*** Begin section ***

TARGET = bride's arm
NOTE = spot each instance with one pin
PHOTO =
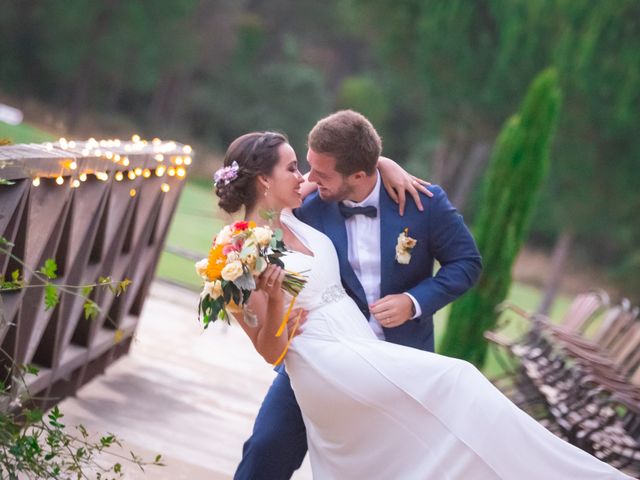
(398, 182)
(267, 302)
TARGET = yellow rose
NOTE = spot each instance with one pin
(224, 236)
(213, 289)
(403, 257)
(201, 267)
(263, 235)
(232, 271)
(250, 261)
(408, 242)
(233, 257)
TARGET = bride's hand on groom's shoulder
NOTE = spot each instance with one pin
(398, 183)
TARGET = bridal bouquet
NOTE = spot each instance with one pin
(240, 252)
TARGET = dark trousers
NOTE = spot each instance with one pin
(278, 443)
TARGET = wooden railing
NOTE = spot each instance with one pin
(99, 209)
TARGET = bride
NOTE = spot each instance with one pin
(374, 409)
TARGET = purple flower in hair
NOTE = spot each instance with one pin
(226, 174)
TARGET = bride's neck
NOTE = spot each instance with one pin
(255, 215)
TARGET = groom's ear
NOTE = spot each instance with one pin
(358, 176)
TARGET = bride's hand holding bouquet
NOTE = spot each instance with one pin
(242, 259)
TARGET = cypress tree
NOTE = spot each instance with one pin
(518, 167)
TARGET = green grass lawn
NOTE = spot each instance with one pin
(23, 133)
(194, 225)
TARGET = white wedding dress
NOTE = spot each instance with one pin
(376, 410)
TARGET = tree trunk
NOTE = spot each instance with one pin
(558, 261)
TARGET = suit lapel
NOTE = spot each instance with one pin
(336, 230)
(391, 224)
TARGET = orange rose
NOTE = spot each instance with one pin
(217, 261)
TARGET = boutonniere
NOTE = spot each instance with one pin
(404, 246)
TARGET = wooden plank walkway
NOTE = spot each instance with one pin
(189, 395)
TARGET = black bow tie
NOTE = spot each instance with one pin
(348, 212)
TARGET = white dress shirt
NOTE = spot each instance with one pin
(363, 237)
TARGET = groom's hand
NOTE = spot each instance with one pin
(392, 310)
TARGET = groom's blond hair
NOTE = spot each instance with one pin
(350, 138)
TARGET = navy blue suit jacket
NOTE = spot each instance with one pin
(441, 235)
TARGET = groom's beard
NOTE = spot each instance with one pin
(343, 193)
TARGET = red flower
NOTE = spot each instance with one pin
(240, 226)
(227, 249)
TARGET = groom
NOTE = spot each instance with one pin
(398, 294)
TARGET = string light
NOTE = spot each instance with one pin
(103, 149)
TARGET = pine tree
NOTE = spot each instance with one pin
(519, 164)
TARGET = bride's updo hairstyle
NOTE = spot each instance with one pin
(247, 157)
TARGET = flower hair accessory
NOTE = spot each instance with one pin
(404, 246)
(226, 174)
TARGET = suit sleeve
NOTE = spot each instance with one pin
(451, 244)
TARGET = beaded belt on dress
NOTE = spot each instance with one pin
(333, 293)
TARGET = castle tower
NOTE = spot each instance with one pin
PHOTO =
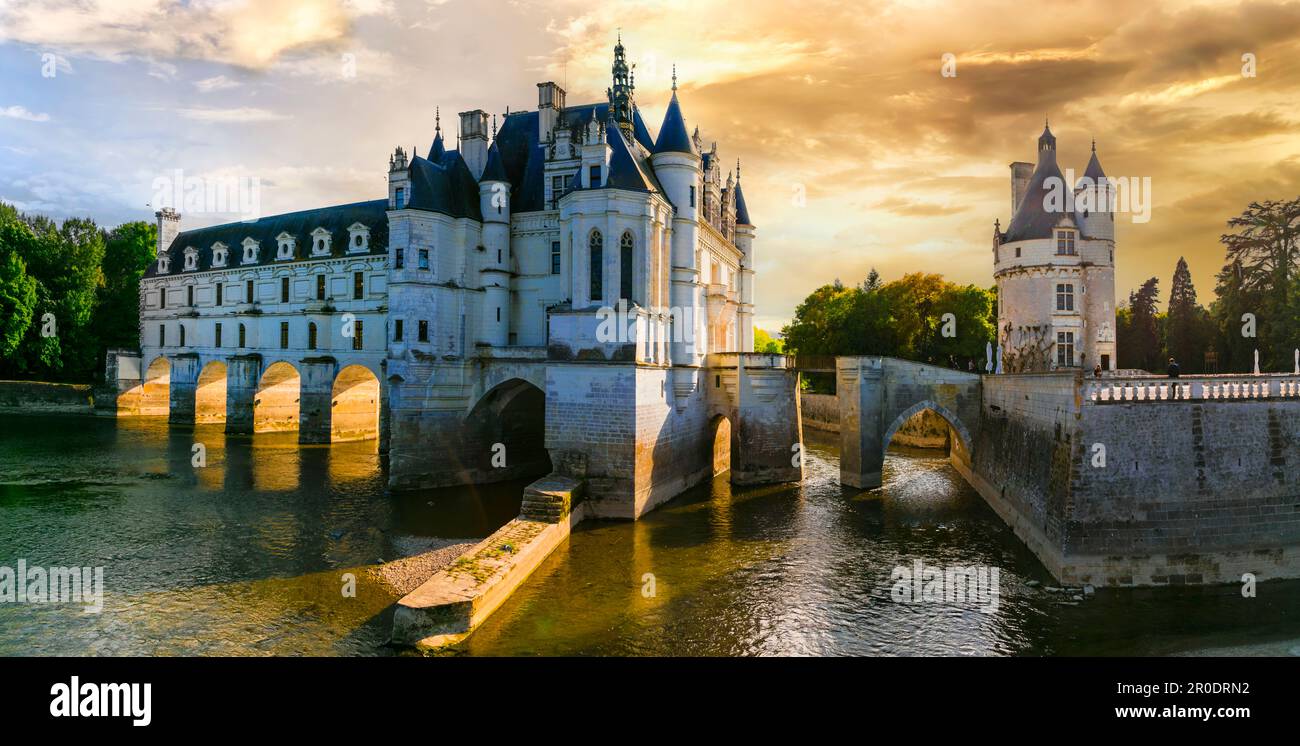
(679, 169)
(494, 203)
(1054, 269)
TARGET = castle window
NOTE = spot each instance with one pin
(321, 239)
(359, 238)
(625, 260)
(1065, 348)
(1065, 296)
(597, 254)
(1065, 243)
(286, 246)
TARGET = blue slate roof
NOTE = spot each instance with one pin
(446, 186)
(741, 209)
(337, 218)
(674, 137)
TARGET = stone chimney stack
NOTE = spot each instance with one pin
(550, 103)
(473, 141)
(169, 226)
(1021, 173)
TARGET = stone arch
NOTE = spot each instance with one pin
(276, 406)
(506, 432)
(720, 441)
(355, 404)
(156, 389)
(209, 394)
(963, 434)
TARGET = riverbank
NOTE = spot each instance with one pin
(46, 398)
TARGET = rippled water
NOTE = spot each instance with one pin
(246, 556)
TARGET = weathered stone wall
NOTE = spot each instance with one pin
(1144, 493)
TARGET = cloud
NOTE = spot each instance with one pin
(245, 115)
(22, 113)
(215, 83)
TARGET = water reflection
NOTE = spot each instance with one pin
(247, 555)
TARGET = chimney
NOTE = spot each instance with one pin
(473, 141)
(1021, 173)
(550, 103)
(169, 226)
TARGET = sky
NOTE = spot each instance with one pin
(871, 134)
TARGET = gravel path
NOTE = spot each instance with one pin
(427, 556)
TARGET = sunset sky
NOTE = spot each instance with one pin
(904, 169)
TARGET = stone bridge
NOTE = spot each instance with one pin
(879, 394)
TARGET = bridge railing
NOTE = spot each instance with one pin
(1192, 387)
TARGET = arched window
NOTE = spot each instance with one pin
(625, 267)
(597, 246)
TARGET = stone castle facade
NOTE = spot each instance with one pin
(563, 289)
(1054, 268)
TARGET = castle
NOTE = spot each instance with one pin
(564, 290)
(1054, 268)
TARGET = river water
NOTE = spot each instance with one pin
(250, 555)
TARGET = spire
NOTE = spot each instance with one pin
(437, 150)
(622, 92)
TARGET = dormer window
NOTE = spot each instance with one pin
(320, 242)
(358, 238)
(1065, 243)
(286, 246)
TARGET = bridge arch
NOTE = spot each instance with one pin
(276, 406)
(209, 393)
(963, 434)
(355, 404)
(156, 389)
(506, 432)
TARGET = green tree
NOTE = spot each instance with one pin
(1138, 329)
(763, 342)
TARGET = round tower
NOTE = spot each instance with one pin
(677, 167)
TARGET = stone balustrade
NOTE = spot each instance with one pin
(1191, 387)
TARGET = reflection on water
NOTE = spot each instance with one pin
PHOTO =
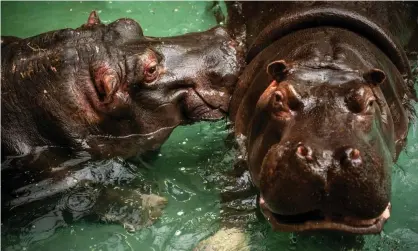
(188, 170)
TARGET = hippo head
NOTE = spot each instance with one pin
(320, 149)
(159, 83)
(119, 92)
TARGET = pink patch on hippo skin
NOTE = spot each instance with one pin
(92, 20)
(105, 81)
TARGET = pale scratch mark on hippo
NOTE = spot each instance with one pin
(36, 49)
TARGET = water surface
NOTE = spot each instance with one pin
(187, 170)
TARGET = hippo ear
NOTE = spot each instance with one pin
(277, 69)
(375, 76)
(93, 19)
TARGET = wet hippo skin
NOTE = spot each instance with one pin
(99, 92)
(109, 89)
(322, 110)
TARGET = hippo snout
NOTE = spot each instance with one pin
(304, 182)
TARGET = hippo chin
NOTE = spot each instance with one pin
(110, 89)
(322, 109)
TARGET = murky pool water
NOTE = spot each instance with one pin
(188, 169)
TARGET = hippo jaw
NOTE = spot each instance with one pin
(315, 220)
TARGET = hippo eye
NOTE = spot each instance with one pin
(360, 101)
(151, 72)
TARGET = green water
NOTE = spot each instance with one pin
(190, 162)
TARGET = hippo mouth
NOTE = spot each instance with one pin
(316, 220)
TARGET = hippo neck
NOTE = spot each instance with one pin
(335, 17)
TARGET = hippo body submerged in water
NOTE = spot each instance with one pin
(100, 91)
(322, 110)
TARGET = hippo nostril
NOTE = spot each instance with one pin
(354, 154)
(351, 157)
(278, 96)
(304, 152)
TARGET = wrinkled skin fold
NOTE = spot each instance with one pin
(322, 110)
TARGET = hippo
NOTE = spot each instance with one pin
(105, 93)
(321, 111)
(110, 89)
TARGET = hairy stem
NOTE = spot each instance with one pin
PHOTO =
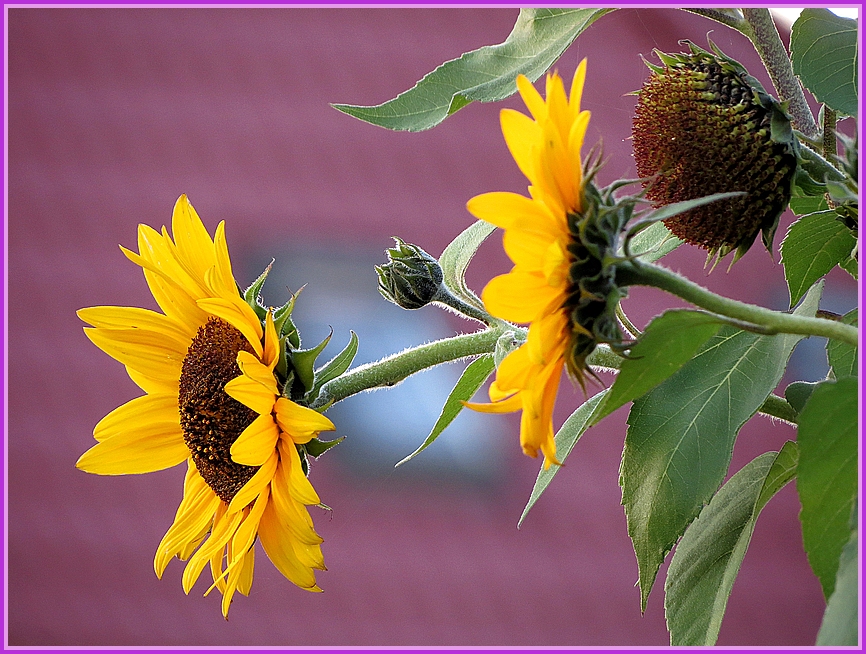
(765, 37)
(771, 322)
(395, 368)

*** End section ***

# [The task]
Above are some records; copy exactly the lines from the one with "TARGET = hippo ear" through the one with "TARGET = murky pool water", both included, and no others.

# [The completed task]
TARGET = hippo ear
NOTE = spot each instance with one pin
(277, 69)
(375, 76)
(93, 19)
TARGET = wet hippo skin
NOTE = spot each instance with one pin
(99, 92)
(109, 89)
(322, 110)
TARGET = hippo snout
NOTE = spot each instance with one pin
(304, 182)
TARGET = hippo chin
NOTE = spot each instance with one pin
(110, 89)
(322, 109)
TARGET = murky pool water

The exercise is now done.